FRAGMENTO DEL DOCUMENTO:
···

Porque la elocuencia de Darío Echandía, de Abelardo Forero Benavides y de Jaime Posada, así como el temblor que ha podido advertirse en los artículos y notas de los diarios, no son, no podrían serlo, simples productos de la inteligencia. Fueron gritos del corazón, sacudido en cada cual por la violencia del golpe, por la certidumbre que nunca más se verá a Luis Cano, aborrascado el cabello, en el centro del combate; ni nunca más se escucharán sus palabras graciosas, generosas,  efusivas; ni nunca más se estrechará su limpia mano de hidalgo. La pérdida es para Colombia, para el liberalismo y para los afectos íntimos, porque en todas partes por donde paso Luis Cano fue dejando  una huella de admiración y de cariño. 
 
Había nacido en Medellín el 15 de agosto de 1885 en momentos en que, como él mismo lo dijo en página insuperable, su canción de cuna era el ruido  de las máquinas de “El Espectador”, que estaban arrullando a la libertad moribunda. El genitor era un cruzado que, como otro Pedro el ermitaño había levantado la bandera para el rescate de un nuevo Santo Sepulcro: aquel donde yacían los principios constitucionales que garantizaban cuanto da su razón de ser a la existencia, y en el que iría a caer, traidoramente herida, la libertad de la palabra. Don Fidel Cano ya se había acostumbrado a pagar con la cárcel la suprema audacia de romper el silencio. La Regeneración llegaba resuelta a imponerse. Su enigmático jefe no tenía, de acuerdo con el consenso general, “ni palabra mala, ni actitud buena”. Pero el radicalismo al frente, los hombres del Olimpo, contaban con espíritus de acero. No le tenían miedo a la arbitrariedad, que desafiaban con su prosa viril, con su actitud erguid, con la resolución de no dejar que la juventud se fuera doblegando, llevada por el  prurito de la novedad porque las heridas morales no se cierran. Entre los más limpios y denodados adalides de la libertad estaba don Fidel Cano.

···

REGISTROS ENUMERADOS:

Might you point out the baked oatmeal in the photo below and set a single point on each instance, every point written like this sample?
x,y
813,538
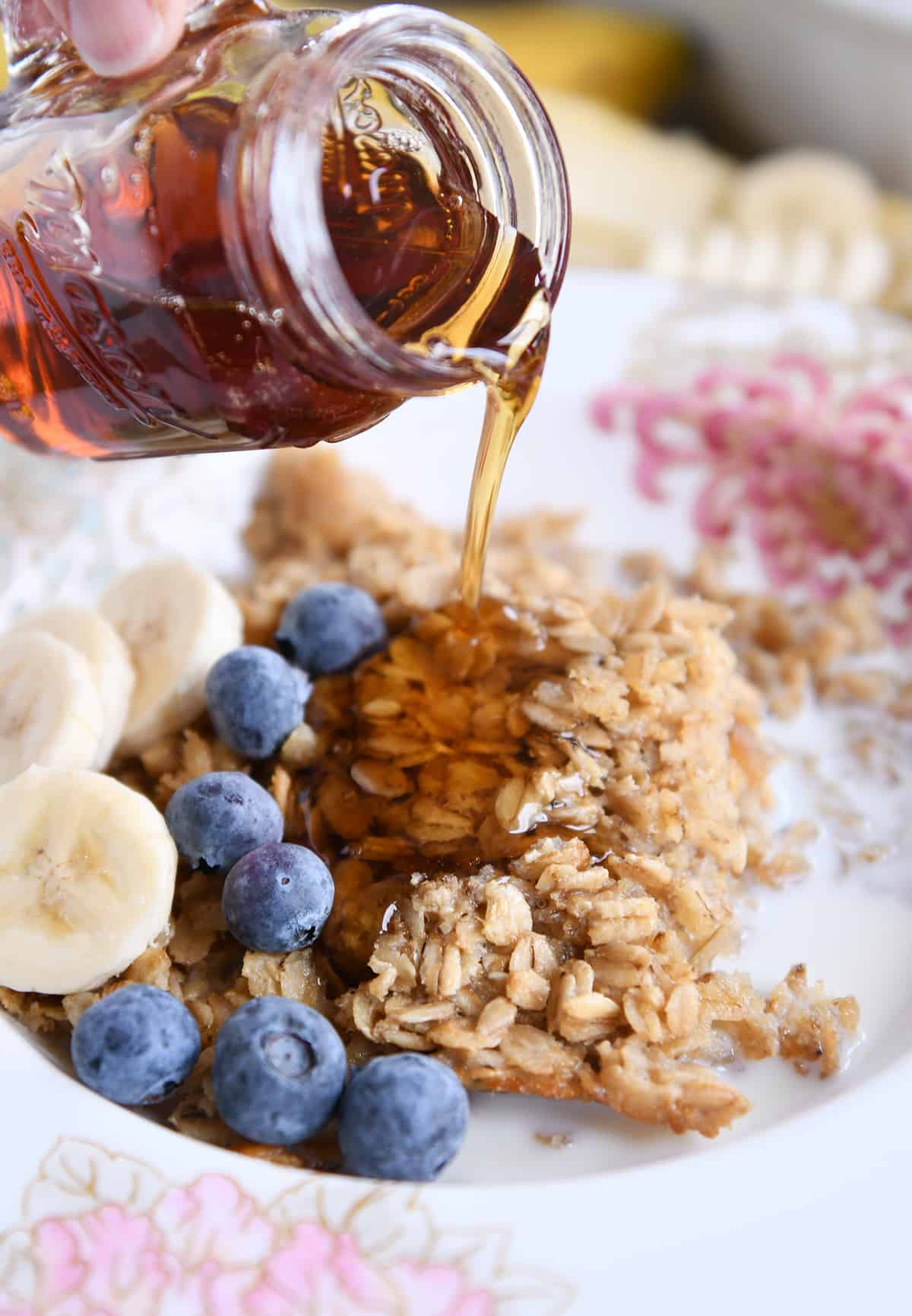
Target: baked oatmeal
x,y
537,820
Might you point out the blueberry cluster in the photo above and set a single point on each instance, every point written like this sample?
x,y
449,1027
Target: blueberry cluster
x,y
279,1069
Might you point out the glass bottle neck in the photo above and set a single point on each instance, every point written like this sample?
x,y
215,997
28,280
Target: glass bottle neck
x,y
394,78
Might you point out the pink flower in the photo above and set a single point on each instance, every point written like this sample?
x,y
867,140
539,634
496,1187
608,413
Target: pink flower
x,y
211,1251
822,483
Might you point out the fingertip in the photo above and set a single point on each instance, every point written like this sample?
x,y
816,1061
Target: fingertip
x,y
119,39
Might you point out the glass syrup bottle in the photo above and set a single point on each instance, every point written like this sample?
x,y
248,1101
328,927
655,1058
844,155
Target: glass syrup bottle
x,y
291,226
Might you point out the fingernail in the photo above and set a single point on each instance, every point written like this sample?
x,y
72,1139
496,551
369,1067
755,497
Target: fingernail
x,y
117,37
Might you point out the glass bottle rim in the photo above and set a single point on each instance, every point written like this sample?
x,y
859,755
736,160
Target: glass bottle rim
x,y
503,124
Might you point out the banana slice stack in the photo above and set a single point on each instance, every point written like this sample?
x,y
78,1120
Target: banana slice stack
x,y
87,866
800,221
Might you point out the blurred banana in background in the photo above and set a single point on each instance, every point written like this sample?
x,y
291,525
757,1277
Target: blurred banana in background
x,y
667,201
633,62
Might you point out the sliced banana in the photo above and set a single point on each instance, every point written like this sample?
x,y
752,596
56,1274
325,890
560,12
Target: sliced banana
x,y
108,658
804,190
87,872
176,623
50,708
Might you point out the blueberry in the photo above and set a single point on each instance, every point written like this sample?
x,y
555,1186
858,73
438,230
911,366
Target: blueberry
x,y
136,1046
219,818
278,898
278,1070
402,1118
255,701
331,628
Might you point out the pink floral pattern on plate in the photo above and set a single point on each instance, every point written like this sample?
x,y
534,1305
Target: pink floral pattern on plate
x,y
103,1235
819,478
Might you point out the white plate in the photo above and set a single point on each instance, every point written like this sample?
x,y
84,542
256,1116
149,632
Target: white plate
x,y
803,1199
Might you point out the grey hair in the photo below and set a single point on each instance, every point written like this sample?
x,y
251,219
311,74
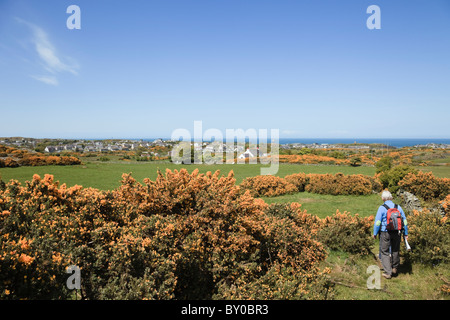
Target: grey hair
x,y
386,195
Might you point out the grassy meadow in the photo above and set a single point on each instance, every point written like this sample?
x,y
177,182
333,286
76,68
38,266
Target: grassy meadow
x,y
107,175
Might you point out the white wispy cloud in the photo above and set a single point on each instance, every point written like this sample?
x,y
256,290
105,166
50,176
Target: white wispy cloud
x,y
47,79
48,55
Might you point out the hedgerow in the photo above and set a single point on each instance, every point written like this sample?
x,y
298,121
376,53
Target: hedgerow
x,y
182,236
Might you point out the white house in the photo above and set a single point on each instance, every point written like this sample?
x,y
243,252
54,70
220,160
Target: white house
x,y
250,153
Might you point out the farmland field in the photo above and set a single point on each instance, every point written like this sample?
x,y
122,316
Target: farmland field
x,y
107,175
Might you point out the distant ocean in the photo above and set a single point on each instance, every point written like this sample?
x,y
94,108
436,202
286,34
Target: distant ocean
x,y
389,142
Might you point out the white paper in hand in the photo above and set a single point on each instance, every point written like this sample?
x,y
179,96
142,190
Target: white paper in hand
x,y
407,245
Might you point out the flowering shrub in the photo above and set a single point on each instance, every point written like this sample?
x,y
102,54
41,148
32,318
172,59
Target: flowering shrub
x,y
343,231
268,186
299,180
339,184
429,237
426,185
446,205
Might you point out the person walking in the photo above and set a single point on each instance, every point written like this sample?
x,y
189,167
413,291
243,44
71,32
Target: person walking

···

POR HACER:
Retome el texto sobre Luis Cano y prosígalo desde su última oración. Los registros constituyen un material aparte, independiente del texto.

RESPUESTA DEL EJERCICIO:
 
Era un santo laico. Casado con doña Elena Villegas, de quien vivió enamorado hasta la muerte, con quien formó uno de los hogares más armoniosos, más delicados, más unidos, que puedan concebirse, de nueve niñas, cuatro de las cuales habrían de copiar en los hogares propios aquel de donde procedían, y de cuatro varones, de los cuales Luis fue el segundo, parecía haber nacido para ilustrar una de las páginas del Evangelio. Era el cristiano perfecto, por sus sentimientos y por su conducta. Amaba a Dios y amaba al prójimo, en cuyo obsequio practicaba todas las obras de misericordia. Era edificante y era enternecedor verlo en su casa de campo, en Fidelena, inclinándose sobre las plantas, acariciando las flores, tratando de entender el lenguaje de las aves, escuchando al acariciante rumor de la quebrada de La Doctora. Muchos otros hombres de importancia nacional habían gozado en tiempos anteriores con la inefable canción. Y muchos otros se habían detenido llenos de admiración ante los árboles, pero sin que a ninguno se le hubiera ocurrido cantar el árbol genérico en la forma maravillosa de don Fidel, en el que puede considerarse acaso como el mejor de los poemas.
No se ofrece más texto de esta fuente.